Format every line of the listing below as a two-column Markdown table headed "Row" and "Line," numbering the rows in order. Skip blank lines and leave the pictures out.

═════ Material

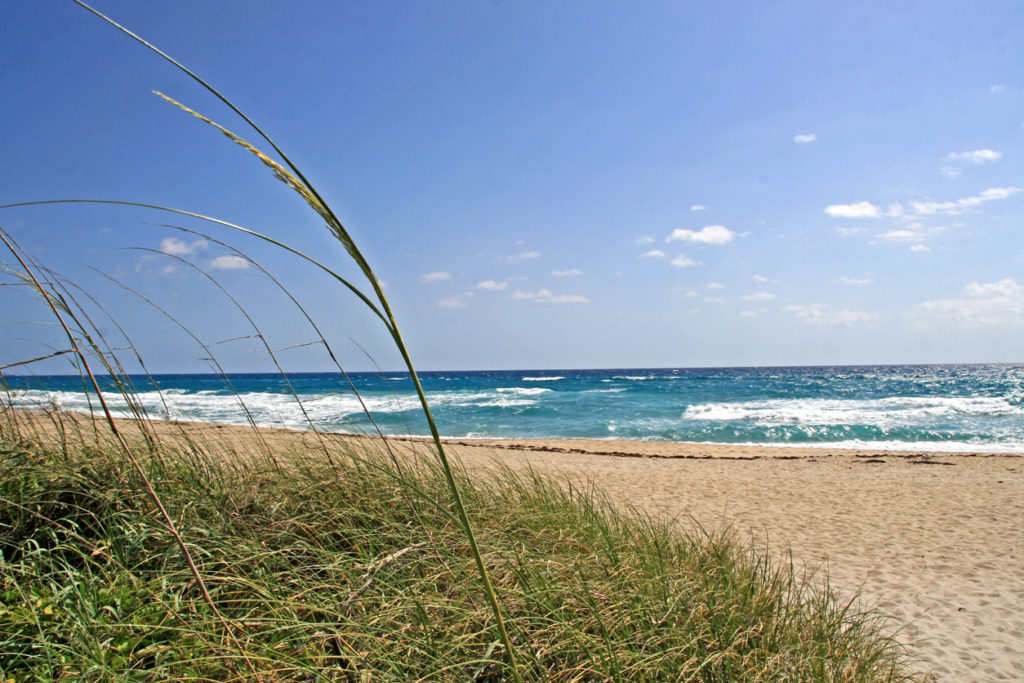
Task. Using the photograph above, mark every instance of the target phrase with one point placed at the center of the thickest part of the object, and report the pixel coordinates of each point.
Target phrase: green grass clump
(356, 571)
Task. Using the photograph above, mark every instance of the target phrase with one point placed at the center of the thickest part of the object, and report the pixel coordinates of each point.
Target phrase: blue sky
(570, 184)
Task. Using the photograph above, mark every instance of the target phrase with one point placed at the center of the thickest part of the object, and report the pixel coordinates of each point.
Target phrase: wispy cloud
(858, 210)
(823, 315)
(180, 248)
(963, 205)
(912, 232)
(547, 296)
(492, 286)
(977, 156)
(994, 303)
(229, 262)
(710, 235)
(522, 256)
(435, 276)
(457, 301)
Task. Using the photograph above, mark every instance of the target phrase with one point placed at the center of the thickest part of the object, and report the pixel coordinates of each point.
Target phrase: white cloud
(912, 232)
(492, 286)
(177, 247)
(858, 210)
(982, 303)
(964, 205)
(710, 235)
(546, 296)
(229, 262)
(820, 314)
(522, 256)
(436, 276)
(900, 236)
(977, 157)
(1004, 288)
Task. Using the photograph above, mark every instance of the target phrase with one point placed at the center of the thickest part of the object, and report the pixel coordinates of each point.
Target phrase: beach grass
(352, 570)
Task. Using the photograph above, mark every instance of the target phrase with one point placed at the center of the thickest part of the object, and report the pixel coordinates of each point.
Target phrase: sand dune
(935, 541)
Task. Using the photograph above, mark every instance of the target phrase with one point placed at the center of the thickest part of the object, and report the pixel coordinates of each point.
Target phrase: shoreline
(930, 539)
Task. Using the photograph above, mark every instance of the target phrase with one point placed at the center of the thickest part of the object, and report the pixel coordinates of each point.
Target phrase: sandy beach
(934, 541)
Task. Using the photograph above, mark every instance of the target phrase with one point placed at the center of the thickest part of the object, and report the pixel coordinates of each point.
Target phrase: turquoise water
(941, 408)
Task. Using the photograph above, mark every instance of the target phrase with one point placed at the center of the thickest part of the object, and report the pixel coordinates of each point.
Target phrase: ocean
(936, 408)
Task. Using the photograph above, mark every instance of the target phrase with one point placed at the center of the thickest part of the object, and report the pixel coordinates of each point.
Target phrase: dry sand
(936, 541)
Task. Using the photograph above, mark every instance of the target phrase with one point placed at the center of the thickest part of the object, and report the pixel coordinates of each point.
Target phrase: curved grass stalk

══════════

* [Task result]:
| Row | Line |
|---|---|
| 1 | Task. Using the photograph above, mark every instance of the target phrase with one point placed at the center of the thickest part of the object, and report the pixel coordinates of each point. |
| 2 | Target phrase: green grass clump |
| 3 | (356, 571) |
| 4 | Task. Using the photograph above, mark every instance of the target phrase with one point placed at the center of the thickest part of the object, and report the pixel coordinates of each point. |
| 5 | Target phrase: blue sky |
| 6 | (570, 184) |
| 7 | Task. Using the photograph above, mark every instance of the target phrase with one point placed at the center of the thickest part of the object, and report the pixel coordinates of each point. |
| 8 | Target phrase: wispy cloud |
| 9 | (858, 210) |
| 10 | (823, 315) |
| 11 | (180, 248) |
| 12 | (963, 205) |
| 13 | (912, 232) |
| 14 | (547, 296) |
| 15 | (492, 286) |
| 16 | (977, 156) |
| 17 | (994, 303) |
| 18 | (229, 262) |
| 19 | (710, 235) |
| 20 | (522, 256) |
| 21 | (435, 276) |
| 22 | (457, 301) |
| 23 | Task. Using the photograph above, mark every instance of the target phrase with one point placed at the center of the thickest part of the object, and report the pixel coordinates of each point. |
| 24 | Target phrase: white cloud |
| 25 | (912, 232) |
| 26 | (492, 286) |
| 27 | (177, 247) |
| 28 | (858, 210) |
| 29 | (982, 303) |
| 30 | (964, 205) |
| 31 | (710, 235) |
| 32 | (546, 296) |
| 33 | (229, 262) |
| 34 | (820, 314) |
| 35 | (522, 256) |
| 36 | (436, 276) |
| 37 | (900, 236) |
| 38 | (977, 157) |
| 39 | (1004, 288) |
| 40 | Task. Using the photograph above, mark every instance of the target phrase with one point placed at the center of the thickest part of the object, and report the pixel coordinates of each point. |
| 41 | Target phrase: beach grass |
| 42 | (352, 570) |
| 43 | Task. Using the photograph above, mark every instance of the target phrase with one point placed at the center of the thickest part of the object, and report the pixel coordinates of each point. |
| 44 | Target phrase: sand dune |
| 45 | (935, 541) |
| 46 | Task. Using the photograph above, mark every instance of the target phrase with one point placed at the center of the thickest part of the object, and report the pixel coordinates of each point. |
| 47 | Target phrase: shoreline |
| 48 | (930, 539) |
| 49 | Task. Using the photograph above, mark every instance of the target phrase with one point placed at the center of the thickest part of the object, and report the pixel coordinates of each point. |
| 50 | Target phrase: sandy beach |
| 51 | (934, 541) |
| 52 | Task. Using the photograph above, mark every instance of the target phrase with one point placed at the center of the thickest part of the object, and report the pixel coordinates of each point. |
| 53 | Target phrase: turquoise water |
| 54 | (941, 408) |
| 55 | Task. Using the photograph above, mark every instance of the target phrase with one point placed at the center of the thickest part of the object, and report the pixel coordinates of each point. |
| 56 | Target phrase: ocean |
| 57 | (936, 408) |
| 58 | Task. Using the photograph above, mark every instance of the target phrase with one point placed at the center of the thickest part of the object, and report the pixel coordinates of each point. |
| 59 | Target phrase: dry sand |
| 60 | (936, 541) |
| 61 | Task. Using the photograph above, mark every instance of the target phrase with one point placed at the center of the thickest part of the object, and report the pixel coordinates of each point. |
| 62 | Target phrase: curved grass stalk |